HEADQUARTERS DEFENSES OF NEW ORLEANS,
June 1, 1863.
General THOMAS, Adjutant-General, U. S. Army:
I have the honor to inclose you a correspondence between Captain Marivault, the commander of the French naval forces, and myself. It will be seen I have accepted the generous proposition of the French commander, and his surgeons are now actually engaged in the work of dressing our wounded.
It has occurred to me that the authorities at Washington might desire to make some official acknowledgment of this act through the foreign department, and I take the liberty of sending information of it direct to the Department, as the commanding general is now absent in the field.
I have the honor to be, your obedient servant,
W. H. EMORY,
DEPARTMENT OF STATE, Washington, June 19, 1863.

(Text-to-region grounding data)
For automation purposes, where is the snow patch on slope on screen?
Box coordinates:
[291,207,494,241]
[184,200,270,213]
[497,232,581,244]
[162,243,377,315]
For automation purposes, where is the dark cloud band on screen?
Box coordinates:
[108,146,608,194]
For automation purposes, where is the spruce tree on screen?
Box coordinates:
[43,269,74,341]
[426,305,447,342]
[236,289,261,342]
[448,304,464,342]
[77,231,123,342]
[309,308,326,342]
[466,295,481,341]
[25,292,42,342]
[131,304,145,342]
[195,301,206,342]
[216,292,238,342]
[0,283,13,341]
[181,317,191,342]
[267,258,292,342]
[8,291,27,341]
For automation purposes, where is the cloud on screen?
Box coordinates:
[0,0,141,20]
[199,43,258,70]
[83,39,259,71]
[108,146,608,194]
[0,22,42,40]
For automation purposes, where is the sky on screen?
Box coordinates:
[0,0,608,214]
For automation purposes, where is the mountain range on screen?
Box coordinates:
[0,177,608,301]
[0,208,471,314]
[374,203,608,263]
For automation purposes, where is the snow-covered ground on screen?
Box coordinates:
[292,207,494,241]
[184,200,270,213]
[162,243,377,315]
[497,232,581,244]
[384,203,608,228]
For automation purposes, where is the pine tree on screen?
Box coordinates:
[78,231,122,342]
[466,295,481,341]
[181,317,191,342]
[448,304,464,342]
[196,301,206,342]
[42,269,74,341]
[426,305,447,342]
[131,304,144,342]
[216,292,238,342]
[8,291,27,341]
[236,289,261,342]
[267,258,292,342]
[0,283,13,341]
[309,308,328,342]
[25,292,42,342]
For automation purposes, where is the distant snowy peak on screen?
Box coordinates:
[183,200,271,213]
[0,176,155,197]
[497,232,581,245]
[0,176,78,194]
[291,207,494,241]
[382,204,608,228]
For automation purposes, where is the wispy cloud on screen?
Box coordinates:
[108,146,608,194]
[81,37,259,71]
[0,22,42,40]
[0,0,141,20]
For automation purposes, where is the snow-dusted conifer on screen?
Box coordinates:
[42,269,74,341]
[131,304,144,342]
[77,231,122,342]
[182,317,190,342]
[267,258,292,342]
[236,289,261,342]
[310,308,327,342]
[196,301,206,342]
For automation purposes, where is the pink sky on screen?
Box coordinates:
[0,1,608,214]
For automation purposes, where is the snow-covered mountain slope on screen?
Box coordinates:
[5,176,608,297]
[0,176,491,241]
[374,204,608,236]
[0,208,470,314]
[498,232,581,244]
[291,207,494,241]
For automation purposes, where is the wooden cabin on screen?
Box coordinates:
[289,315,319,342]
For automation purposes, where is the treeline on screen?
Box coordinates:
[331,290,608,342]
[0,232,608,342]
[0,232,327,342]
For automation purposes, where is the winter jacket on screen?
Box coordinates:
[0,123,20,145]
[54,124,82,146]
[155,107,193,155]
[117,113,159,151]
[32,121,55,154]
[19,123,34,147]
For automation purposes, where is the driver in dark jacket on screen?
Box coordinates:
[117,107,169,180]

WHAT TO WORK ON ::
(a) Quote the letter about the French surgeons, starting at "It has occurred" and ending at "June 19, 1863.".
(b) Continue the letter about the French surgeons from its final line onward.

ANSWERS BY ITEM ::
(a)
It has occurred to me that the authorities at Washington might desire to make some official acknowledgment of this act through the foreign department, and I take the liberty of sending information of it direct to the Department, as the commanding general is now absent in the field.
I have the honor to be, your obedient servant,
W. H. EMORY,
DEPARTMENT OF STATE, Washington, June 19, 1863.

(b)
[Honorable WILLIAM L. DAYTON:]
SIR: The Secretary of War has submitted to the President a correspondence which has lately been held between Viscount de Marivault, captain of the French corvette La Tisiphone, and William H. Emory, the general in command of the United States military forces at New Orleans, on the occasion of a tender by the former and an acceptance by the latter of the services of the medical men of the French vessel for the care and relief of the sick and wounded soldiers of the United States.* The President is deeply affected by this generous and humane conduct on the part of the French officers on the occasion thus made known to him, and he has requested me to communicate his high appreciation of it to the Government of His Imperial Majesty. I am unable, however, to find for the performance of this duty any language more just and natural than that which General Emory has employed in his letter which closes the correspondence to which I have referred. I have, therefore, to request you to place a copy of this letter in the hands of Mr. Drouyn de l'Huys, and inform him that it gives a just expression of the sentiments of the President of the United States on an occasion which he is sure will be regarded as an incident in the present unhappy civil war equally interesting in its character and honorable to the French people.
I am, &c.,
WM. H. SEWARD,
[Secretary of State.]
Donaldsonville, June 19, 1863.
[Major General N. P. BANKS:]
GENERAL: I arrived at Plaquemine at 8 p. m., hearing all the way that both Donaldsonville and Plaquemine were in the possession of the enemy; that they had a force of 2,000 infantry and 600 cavalry, and many field pieces; all of which I found to be false.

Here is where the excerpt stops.